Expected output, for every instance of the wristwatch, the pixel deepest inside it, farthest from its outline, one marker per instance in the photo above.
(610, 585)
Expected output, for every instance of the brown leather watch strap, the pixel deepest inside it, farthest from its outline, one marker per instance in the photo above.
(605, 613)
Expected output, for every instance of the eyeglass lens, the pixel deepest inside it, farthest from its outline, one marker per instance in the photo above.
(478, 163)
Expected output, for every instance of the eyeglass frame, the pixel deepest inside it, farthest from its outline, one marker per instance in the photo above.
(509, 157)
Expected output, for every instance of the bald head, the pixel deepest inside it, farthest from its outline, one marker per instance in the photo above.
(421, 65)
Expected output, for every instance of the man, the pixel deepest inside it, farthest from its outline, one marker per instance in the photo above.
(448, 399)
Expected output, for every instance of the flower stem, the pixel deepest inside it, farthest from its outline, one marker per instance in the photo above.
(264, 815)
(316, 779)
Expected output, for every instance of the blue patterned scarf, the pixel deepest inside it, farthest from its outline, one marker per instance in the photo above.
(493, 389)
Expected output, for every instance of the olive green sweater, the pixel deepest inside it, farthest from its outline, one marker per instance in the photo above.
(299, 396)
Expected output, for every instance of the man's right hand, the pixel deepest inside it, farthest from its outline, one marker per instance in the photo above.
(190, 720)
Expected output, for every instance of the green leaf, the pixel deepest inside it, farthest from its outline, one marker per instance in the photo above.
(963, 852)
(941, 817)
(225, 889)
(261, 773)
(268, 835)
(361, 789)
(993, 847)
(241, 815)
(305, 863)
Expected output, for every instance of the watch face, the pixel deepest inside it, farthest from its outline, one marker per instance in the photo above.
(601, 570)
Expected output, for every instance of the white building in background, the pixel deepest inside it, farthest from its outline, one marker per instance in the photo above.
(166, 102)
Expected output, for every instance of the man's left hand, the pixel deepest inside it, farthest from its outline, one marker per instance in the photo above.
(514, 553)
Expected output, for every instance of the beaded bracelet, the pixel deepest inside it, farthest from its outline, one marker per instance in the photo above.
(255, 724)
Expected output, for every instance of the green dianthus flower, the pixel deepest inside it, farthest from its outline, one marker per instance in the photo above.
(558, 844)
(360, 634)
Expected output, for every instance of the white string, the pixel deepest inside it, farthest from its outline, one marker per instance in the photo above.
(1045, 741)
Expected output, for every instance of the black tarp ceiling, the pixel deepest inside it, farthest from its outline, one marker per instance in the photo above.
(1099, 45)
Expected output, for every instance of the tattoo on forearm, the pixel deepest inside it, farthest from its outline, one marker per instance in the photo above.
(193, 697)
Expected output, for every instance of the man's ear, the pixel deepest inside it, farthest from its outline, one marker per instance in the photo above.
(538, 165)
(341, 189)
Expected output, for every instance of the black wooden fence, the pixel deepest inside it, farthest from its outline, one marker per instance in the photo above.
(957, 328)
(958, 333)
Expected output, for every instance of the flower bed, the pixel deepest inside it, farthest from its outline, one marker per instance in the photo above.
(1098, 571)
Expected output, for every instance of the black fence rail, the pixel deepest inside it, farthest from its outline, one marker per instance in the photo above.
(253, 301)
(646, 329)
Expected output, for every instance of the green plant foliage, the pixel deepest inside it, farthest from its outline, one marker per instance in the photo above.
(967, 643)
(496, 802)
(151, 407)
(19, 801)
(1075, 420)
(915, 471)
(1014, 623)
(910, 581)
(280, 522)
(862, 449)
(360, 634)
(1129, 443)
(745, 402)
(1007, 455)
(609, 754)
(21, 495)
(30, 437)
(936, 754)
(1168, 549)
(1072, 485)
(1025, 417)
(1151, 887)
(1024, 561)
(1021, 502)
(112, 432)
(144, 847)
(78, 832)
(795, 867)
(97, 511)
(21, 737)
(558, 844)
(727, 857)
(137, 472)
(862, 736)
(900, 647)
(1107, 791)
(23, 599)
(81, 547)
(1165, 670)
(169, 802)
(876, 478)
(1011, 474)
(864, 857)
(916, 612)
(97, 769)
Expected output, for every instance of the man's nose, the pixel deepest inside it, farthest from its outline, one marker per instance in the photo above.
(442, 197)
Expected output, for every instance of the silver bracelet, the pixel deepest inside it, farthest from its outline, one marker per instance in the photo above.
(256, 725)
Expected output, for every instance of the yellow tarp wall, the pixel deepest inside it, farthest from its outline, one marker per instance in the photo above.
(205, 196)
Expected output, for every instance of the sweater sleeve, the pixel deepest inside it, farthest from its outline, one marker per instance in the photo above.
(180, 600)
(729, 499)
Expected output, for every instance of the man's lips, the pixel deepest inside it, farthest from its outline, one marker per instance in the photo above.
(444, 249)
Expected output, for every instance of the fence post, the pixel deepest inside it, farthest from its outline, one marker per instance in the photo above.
^^^^^^^^^^^^^^^^
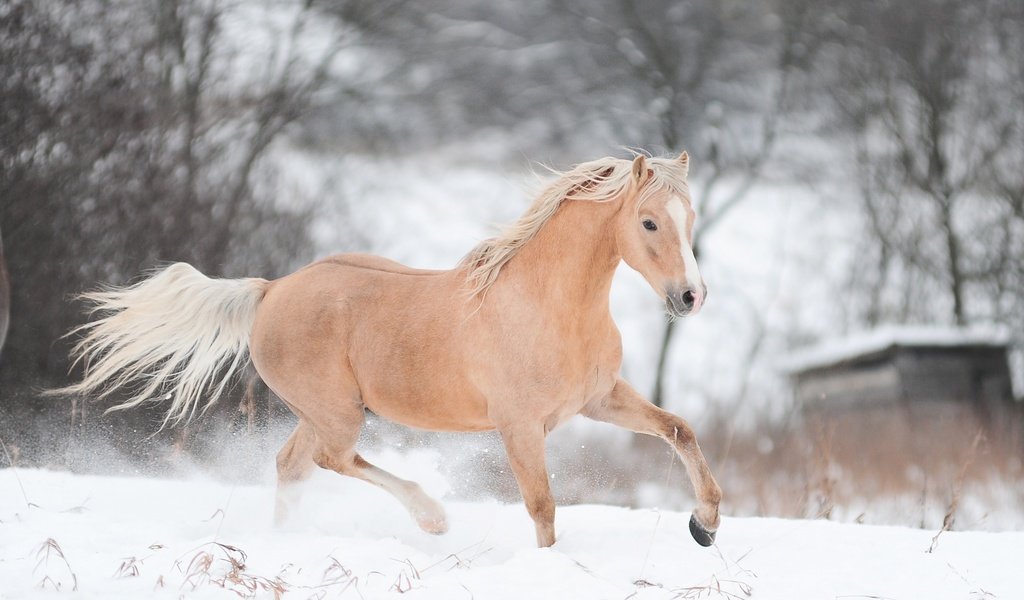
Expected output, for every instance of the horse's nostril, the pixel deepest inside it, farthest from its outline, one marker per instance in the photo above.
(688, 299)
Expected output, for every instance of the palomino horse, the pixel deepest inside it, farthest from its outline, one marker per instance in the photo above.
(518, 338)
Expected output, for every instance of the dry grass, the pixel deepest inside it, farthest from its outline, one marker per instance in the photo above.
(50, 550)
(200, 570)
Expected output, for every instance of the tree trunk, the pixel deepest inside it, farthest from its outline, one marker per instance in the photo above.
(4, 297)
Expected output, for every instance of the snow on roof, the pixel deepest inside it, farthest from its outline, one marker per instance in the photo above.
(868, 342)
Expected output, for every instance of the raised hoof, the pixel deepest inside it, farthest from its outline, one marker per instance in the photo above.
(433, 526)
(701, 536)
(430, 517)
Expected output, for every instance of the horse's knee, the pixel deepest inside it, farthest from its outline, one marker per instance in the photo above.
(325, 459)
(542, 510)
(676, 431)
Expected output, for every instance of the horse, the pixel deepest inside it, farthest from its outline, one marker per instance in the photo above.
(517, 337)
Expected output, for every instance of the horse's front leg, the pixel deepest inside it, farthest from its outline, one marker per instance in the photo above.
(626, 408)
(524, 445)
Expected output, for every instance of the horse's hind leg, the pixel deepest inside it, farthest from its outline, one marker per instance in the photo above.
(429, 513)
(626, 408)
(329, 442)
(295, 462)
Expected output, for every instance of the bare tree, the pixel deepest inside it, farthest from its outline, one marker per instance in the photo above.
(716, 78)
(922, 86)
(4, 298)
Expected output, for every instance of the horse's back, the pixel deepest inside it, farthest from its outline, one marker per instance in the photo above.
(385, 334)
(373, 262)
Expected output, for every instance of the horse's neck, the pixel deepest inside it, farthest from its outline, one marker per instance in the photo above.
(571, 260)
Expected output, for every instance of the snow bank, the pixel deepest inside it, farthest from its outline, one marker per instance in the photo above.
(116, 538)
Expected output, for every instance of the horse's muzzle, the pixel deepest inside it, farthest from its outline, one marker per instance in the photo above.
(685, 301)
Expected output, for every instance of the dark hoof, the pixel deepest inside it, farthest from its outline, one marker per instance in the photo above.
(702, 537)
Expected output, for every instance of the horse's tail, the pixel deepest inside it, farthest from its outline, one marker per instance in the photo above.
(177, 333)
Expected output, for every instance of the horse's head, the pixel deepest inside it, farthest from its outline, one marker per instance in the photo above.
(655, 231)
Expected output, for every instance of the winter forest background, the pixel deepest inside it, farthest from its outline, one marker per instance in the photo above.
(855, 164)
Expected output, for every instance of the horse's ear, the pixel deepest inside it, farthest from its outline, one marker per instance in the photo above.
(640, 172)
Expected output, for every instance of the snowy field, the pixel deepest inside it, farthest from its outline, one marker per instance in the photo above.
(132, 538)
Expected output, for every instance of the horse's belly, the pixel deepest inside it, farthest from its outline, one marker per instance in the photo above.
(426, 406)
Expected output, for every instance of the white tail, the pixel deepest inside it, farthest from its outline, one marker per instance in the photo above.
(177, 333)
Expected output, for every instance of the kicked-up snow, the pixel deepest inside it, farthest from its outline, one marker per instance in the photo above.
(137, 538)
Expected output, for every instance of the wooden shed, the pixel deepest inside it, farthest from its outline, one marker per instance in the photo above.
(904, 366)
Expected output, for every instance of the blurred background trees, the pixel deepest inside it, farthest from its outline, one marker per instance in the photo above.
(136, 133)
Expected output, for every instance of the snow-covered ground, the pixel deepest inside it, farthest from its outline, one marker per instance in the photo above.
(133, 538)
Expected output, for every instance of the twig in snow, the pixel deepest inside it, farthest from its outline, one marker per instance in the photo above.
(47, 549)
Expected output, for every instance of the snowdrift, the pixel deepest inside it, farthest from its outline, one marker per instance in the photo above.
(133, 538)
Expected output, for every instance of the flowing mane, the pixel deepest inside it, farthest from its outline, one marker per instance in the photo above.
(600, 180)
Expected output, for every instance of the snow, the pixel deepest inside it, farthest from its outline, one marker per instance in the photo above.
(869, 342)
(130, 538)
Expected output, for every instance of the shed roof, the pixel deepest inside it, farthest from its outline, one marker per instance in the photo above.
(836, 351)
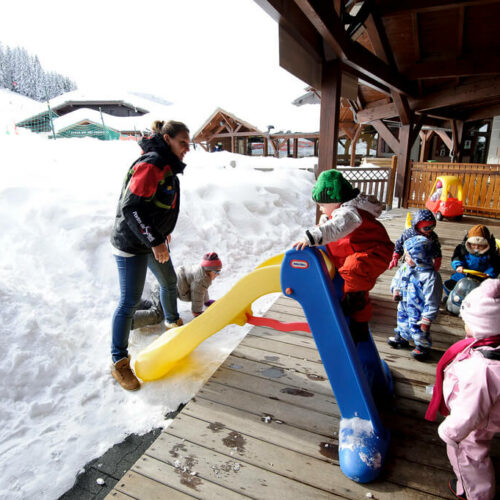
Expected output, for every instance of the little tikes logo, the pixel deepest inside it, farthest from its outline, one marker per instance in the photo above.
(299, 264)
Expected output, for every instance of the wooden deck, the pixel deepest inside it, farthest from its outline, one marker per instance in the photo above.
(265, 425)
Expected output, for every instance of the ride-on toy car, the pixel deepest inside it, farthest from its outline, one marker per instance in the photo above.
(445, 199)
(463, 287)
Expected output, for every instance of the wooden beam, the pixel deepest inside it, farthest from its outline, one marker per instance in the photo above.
^^^^^^^^^^^^^^^^
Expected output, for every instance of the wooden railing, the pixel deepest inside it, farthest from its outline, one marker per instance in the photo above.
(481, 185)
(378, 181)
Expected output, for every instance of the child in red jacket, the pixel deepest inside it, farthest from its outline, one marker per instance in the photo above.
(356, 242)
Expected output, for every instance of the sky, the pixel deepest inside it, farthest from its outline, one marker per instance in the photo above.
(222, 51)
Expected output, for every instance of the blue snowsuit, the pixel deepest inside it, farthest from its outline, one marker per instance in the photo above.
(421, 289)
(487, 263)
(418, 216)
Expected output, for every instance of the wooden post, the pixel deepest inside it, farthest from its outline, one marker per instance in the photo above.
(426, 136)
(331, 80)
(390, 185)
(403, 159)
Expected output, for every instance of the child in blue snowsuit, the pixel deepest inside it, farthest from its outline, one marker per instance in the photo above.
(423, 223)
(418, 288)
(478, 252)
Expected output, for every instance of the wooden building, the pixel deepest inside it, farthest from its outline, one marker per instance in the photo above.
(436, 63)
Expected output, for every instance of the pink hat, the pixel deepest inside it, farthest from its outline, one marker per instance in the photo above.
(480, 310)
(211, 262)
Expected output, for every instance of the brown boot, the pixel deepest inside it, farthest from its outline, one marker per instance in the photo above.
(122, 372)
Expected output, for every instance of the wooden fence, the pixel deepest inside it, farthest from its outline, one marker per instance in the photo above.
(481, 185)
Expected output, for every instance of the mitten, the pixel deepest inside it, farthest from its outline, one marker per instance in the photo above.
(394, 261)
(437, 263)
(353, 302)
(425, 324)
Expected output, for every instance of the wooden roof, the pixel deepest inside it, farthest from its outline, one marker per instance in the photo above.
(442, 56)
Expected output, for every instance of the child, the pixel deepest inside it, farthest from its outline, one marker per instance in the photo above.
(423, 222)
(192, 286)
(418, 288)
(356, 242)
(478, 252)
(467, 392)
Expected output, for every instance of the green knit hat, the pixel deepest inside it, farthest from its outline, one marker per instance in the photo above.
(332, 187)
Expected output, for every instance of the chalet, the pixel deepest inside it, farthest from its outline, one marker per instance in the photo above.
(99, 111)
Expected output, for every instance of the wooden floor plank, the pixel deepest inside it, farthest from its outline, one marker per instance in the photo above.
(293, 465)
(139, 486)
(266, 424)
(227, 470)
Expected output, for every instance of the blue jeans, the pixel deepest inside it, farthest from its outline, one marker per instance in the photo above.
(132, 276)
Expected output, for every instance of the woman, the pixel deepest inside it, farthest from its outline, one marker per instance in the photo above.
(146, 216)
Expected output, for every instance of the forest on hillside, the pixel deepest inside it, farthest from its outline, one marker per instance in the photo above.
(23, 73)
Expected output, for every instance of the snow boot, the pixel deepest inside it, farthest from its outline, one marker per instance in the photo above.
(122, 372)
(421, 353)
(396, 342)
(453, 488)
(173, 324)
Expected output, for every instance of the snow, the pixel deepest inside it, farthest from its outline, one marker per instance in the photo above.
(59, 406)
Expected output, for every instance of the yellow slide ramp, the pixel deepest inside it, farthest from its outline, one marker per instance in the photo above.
^^^^^^^^^^^^^^^^
> _Exercise prompt_:
Gather every line in the records above that contains the word "yellow", and copy each one out in full.

> _Solution to the exercise_:
Expected output, for every instance of the yellow tarp wall, the pixel deepest inside it, farthest from its outline, one marker per instance in the photo above.
Expected output, for every instance of the yellow slide ramp, the pixel deepest inside it, farthest from its outline, one marker per instance in the photo above.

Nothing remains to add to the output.